Your instructions:
Scan the material below and report how many lines include the string "tomato"; nothing else belongs in the reply.

Available data below:

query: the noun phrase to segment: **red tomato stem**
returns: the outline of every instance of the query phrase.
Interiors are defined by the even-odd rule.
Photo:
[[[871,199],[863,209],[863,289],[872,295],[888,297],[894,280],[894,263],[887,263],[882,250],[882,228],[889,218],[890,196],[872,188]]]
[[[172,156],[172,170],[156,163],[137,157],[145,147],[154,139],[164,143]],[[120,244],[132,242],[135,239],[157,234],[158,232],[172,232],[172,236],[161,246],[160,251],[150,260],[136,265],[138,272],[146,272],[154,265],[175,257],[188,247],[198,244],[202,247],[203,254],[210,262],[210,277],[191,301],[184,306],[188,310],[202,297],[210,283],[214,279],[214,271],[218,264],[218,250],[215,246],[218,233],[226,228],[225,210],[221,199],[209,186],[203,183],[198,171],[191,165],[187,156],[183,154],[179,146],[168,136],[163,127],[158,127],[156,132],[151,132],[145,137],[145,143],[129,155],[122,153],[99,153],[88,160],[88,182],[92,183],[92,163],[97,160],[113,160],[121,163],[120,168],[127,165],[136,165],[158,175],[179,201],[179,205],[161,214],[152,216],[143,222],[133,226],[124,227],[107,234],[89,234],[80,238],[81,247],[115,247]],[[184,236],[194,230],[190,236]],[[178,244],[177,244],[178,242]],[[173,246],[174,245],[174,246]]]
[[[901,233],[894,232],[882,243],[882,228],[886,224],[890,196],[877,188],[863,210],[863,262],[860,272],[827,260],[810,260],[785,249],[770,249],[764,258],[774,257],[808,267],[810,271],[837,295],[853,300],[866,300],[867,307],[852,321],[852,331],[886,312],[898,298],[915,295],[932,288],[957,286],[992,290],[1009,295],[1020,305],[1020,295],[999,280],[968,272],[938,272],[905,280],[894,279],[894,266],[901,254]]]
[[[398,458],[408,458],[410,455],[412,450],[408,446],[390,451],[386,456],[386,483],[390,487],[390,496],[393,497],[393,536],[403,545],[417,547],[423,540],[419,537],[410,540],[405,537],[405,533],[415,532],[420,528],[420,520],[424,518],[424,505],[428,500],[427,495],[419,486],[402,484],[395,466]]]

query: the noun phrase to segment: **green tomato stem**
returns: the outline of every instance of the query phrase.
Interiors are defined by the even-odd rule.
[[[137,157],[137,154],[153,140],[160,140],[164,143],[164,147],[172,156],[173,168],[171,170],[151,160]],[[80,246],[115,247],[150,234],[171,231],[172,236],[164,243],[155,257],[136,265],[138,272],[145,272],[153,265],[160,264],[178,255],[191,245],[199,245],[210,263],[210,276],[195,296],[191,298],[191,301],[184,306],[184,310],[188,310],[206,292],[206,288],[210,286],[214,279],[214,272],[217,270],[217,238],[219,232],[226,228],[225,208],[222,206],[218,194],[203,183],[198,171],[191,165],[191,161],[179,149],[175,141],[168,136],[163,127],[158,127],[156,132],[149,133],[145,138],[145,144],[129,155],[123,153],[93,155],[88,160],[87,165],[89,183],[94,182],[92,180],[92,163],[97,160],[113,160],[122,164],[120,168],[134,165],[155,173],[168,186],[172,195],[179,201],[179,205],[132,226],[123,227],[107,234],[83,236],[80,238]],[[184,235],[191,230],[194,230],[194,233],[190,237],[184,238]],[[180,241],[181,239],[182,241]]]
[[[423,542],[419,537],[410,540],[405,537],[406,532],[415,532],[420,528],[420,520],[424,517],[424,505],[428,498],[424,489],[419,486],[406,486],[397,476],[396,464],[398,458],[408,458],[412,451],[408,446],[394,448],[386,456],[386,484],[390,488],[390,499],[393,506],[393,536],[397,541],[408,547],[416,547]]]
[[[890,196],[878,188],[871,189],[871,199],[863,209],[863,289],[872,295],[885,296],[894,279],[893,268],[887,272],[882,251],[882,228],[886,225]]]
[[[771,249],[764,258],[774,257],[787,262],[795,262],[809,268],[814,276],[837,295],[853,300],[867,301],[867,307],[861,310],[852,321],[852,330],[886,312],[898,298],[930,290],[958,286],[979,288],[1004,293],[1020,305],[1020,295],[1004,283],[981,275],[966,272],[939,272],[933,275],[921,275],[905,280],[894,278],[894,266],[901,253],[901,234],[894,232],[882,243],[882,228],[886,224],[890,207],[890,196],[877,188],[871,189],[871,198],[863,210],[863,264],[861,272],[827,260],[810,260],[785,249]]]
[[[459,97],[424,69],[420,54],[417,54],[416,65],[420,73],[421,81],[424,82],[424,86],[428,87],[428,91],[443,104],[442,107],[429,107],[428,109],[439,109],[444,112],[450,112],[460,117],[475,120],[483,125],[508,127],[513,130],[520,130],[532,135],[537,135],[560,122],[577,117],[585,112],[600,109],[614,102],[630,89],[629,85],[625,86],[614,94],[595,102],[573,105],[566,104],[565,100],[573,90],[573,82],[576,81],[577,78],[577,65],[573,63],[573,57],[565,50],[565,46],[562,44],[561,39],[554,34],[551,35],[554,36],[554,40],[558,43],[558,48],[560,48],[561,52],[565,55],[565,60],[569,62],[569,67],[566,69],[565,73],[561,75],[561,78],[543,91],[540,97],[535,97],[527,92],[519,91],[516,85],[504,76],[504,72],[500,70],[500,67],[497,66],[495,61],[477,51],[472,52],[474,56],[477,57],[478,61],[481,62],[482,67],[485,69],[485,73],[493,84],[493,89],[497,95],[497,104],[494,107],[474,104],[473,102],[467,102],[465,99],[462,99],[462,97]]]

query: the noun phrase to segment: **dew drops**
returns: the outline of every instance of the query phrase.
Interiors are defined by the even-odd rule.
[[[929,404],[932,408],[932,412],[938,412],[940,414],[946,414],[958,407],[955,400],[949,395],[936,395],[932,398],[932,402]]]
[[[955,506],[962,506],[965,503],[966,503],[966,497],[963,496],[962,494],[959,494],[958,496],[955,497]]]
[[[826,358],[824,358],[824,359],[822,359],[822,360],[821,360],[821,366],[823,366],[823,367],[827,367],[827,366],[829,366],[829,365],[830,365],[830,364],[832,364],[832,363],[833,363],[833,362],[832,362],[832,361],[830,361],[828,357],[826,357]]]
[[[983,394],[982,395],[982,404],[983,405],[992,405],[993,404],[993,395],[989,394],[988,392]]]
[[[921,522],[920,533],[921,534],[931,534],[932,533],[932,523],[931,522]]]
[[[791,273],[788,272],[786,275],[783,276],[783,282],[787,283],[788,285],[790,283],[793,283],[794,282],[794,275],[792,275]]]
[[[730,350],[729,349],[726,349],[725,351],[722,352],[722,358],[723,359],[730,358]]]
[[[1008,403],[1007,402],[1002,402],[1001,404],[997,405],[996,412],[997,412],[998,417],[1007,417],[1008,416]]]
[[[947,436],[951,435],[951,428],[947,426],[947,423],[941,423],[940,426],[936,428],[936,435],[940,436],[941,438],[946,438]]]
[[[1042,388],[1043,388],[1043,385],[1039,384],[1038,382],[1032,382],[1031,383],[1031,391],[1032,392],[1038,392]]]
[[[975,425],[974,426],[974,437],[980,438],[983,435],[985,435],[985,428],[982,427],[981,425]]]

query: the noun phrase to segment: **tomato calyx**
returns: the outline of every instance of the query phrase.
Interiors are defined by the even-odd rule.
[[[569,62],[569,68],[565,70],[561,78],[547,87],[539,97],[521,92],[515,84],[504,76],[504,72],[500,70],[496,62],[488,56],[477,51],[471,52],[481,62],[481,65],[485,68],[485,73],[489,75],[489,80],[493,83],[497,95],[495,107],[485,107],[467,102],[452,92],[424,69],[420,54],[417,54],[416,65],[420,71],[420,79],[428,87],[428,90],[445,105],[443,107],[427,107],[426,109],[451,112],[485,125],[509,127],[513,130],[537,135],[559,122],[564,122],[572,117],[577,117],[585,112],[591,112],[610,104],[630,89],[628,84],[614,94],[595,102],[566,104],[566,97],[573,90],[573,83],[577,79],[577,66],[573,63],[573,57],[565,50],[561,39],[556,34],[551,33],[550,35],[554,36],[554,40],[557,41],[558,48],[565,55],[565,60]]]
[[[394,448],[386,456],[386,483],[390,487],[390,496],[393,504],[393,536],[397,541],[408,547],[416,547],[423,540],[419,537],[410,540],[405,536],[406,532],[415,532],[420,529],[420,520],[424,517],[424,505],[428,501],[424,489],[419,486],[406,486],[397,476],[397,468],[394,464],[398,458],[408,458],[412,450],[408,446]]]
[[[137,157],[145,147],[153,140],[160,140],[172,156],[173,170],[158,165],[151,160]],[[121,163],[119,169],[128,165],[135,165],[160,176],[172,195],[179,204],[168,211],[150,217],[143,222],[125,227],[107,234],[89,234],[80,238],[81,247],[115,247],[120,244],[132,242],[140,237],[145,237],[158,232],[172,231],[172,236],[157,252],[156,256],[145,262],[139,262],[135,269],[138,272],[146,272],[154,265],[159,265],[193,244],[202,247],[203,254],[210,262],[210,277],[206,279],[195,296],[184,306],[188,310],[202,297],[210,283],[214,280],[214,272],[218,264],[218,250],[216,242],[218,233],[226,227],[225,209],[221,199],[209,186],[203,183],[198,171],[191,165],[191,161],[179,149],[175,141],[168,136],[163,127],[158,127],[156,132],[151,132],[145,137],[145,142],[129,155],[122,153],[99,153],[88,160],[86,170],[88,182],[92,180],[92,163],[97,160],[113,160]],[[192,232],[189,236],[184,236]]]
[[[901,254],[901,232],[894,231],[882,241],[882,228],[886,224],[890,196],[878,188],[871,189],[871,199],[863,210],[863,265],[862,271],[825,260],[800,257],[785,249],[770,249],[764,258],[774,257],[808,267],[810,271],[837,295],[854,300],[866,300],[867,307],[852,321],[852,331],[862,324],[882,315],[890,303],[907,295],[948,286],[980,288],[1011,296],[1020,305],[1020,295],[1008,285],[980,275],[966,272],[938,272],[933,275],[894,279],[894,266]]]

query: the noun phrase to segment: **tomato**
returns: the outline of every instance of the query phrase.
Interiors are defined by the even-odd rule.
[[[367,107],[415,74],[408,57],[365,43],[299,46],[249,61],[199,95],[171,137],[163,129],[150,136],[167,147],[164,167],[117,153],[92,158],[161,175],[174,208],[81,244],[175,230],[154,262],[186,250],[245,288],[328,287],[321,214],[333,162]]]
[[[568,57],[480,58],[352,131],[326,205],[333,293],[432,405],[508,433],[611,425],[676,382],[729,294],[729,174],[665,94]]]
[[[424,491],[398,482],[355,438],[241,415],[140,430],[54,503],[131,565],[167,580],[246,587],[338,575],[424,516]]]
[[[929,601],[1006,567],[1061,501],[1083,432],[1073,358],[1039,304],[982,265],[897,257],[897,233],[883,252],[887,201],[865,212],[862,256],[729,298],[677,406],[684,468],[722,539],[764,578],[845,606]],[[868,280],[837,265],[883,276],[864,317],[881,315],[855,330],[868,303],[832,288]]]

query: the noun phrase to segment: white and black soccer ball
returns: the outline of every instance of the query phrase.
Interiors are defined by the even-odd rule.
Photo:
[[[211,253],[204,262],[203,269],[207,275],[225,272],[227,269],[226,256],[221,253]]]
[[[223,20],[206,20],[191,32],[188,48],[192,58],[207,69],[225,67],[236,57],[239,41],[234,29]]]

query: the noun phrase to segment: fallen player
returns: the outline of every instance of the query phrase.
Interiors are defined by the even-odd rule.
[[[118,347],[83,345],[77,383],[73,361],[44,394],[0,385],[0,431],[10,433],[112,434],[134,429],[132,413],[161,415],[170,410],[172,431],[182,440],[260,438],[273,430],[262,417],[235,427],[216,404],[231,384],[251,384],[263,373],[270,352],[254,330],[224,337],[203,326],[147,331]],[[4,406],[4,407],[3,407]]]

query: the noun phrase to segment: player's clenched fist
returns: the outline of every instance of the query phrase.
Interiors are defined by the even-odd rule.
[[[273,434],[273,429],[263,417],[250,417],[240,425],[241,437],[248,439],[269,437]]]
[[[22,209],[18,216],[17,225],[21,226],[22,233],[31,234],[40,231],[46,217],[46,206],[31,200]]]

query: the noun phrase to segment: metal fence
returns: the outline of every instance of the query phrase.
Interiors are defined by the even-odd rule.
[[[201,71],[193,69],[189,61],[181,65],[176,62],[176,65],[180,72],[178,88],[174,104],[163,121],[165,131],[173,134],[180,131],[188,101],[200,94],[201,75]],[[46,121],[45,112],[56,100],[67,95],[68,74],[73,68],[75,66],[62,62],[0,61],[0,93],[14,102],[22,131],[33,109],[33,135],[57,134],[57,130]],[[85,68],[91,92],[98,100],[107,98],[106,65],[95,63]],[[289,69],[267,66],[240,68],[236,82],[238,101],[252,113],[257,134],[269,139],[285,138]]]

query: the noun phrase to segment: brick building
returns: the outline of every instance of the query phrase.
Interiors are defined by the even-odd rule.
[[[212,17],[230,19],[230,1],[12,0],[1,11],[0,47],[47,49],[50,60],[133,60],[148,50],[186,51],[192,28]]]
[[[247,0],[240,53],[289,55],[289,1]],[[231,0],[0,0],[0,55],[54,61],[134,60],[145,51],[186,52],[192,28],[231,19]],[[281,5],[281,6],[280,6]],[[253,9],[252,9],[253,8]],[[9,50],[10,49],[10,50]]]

End of Available data.

Task response:
4